> **Data in this exercise**:

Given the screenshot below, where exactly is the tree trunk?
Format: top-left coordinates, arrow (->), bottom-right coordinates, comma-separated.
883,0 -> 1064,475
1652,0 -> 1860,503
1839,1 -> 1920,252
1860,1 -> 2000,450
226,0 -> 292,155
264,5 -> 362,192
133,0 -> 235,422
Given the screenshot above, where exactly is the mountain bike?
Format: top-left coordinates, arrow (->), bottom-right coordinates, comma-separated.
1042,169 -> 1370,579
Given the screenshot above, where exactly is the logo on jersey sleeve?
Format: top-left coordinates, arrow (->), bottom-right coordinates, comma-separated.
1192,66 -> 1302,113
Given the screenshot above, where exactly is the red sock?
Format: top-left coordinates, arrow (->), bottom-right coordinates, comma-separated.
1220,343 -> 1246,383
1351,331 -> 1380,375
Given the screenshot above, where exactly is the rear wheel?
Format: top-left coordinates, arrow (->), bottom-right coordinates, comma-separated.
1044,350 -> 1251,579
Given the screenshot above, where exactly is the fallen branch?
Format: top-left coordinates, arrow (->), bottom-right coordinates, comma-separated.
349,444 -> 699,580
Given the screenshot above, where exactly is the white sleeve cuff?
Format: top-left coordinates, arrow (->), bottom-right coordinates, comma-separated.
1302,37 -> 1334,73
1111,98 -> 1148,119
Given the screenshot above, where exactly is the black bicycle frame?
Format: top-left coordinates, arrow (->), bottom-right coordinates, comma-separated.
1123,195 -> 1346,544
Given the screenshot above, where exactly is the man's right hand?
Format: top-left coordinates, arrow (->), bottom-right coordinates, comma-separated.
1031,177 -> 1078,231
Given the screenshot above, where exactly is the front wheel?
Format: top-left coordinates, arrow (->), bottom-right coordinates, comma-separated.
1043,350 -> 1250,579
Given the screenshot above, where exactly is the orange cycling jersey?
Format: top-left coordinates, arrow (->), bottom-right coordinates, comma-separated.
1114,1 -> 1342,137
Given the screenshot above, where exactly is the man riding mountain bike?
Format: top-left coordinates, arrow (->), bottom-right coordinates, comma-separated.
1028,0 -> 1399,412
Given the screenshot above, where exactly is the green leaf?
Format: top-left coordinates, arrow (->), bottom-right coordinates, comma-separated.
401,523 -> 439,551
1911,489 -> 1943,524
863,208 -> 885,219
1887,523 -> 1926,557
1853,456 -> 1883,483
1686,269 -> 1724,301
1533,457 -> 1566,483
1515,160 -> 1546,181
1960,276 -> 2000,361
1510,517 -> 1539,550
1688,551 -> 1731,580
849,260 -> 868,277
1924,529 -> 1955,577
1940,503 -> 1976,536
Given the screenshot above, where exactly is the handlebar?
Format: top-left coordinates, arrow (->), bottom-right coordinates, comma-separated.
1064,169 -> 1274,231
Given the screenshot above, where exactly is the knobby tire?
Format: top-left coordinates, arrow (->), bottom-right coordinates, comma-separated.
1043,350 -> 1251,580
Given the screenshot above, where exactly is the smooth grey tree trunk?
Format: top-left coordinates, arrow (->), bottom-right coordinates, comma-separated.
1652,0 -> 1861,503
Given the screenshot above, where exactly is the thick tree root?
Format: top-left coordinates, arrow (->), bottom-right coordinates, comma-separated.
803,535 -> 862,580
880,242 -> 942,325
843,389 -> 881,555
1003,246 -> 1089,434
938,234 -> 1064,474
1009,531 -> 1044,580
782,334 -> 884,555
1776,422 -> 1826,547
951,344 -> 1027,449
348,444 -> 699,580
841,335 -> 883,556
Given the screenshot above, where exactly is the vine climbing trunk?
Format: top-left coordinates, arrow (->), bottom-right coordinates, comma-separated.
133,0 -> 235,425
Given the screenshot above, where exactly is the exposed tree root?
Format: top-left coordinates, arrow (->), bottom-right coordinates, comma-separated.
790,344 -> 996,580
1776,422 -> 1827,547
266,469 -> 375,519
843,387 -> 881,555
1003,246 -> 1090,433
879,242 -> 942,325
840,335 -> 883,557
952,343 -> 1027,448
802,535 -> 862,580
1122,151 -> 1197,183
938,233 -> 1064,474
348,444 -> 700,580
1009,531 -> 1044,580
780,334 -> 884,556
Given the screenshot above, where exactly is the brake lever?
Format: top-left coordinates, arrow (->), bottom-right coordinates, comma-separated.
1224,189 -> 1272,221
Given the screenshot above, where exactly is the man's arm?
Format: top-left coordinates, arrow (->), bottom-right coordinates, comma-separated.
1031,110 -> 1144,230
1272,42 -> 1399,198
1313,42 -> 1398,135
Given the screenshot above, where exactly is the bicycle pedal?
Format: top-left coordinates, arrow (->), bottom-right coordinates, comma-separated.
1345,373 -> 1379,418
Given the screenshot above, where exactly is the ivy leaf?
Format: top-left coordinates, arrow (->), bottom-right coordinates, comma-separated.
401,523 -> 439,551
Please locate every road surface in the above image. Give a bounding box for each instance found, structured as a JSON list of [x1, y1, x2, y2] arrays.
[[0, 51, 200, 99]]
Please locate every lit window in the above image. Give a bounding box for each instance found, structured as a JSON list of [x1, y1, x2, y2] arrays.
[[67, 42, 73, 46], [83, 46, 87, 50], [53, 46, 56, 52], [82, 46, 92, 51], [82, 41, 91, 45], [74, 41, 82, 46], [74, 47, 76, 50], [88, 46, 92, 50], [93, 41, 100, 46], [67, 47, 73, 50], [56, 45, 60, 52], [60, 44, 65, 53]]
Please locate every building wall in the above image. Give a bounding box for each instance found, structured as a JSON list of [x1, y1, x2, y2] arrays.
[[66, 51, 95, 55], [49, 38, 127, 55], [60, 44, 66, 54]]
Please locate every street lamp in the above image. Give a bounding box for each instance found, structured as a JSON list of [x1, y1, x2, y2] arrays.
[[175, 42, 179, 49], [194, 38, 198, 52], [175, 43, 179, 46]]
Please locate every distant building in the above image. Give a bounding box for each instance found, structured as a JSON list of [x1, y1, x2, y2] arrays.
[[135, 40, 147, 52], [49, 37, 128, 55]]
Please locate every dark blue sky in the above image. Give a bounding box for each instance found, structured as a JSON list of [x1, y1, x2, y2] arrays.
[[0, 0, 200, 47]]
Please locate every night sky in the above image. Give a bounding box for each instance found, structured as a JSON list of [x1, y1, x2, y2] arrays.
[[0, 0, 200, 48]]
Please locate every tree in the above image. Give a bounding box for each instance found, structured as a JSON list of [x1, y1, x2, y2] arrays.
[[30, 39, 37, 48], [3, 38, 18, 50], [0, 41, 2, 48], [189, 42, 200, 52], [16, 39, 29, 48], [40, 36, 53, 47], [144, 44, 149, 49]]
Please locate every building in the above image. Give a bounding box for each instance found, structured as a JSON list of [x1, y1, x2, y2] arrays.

> **Your goal**:
Wherever a line in the records contains the word "root", copy that line.

> **Answer to the problem**:
Given the screenshot above, where exactly is the thick tree root?
Given the screenshot above, where exactly is the exposed tree root?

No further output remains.